> What is being asked: Can you reproduce each of the records below word for word, leaving nothing out?

[Stored items]
========================
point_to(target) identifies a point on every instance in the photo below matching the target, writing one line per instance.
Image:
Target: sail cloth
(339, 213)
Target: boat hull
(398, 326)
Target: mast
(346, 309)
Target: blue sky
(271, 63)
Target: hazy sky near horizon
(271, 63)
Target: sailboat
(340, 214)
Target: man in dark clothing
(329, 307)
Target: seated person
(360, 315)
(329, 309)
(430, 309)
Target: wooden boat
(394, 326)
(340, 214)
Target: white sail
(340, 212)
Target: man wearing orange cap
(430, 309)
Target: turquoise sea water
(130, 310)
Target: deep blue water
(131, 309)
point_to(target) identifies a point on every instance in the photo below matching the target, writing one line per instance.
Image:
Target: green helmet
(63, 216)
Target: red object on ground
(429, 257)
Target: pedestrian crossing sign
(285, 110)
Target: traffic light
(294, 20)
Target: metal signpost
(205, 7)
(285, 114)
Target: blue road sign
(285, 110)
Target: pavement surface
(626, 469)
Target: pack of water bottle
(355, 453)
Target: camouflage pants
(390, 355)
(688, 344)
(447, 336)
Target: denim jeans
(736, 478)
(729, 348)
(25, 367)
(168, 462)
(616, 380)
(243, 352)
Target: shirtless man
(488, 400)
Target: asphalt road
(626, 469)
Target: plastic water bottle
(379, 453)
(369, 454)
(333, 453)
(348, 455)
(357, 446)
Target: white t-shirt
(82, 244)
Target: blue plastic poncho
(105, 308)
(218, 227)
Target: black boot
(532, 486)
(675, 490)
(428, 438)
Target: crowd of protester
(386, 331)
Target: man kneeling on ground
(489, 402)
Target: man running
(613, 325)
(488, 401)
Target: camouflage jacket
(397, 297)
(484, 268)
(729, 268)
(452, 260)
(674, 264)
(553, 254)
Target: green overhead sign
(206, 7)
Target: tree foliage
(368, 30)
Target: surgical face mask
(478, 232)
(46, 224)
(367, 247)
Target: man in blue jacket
========================
> Exercise output:
point_to(target) identifies a point on every instance in the photo below matching the target, writing one line per instance.
Image:
Target: sail cloth
(339, 213)
Target: boat hull
(398, 326)
Target: mast
(346, 309)
Target: blue sky
(271, 63)
Target: hazy sky near horizon
(271, 63)
Target: sailboat
(340, 214)
Target: man in dark clothing
(329, 307)
Target: seated person
(360, 315)
(329, 309)
(430, 309)
Target: wooden boat
(394, 326)
(340, 214)
Target: white sail
(340, 212)
Target: man wearing orange cap
(430, 309)
Target: turquoise sea water
(130, 310)
Target: deep blue water
(131, 309)
point_to(target) identifies a point on every instance in the photo below matching the target, writing one line per instance.
Image:
Target: green helmet
(63, 216)
Target: red object on ground
(429, 257)
Target: pedestrian crossing sign
(285, 110)
Target: traffic light
(294, 20)
Target: metal signpost
(205, 7)
(285, 114)
Target: blue road sign
(285, 110)
Target: pavement surface
(626, 469)
Target: pack of water bottle
(355, 453)
Target: camouflage pants
(390, 355)
(688, 344)
(447, 336)
Target: denim jeans
(736, 478)
(729, 348)
(25, 367)
(168, 462)
(616, 380)
(243, 352)
Target: shirtless man
(488, 400)
Target: asphalt road
(626, 469)
Target: plastic water bottle
(379, 453)
(369, 454)
(333, 453)
(348, 455)
(357, 446)
Target: white t-shirt
(82, 244)
Target: blue plastic poncho
(105, 308)
(218, 227)
Target: black boot
(532, 486)
(675, 490)
(428, 438)
Target: crowd of protester
(386, 331)
Target: man kneeling on ground
(489, 402)
Target: man running
(613, 325)
(488, 401)
Target: camouflage jacket
(397, 297)
(484, 268)
(729, 268)
(452, 260)
(674, 264)
(553, 254)
Target: green overhead sign
(206, 7)
Target: tree foliage
(368, 30)
Target: surgical face mask
(478, 232)
(46, 224)
(367, 247)
Target: man in blue jacket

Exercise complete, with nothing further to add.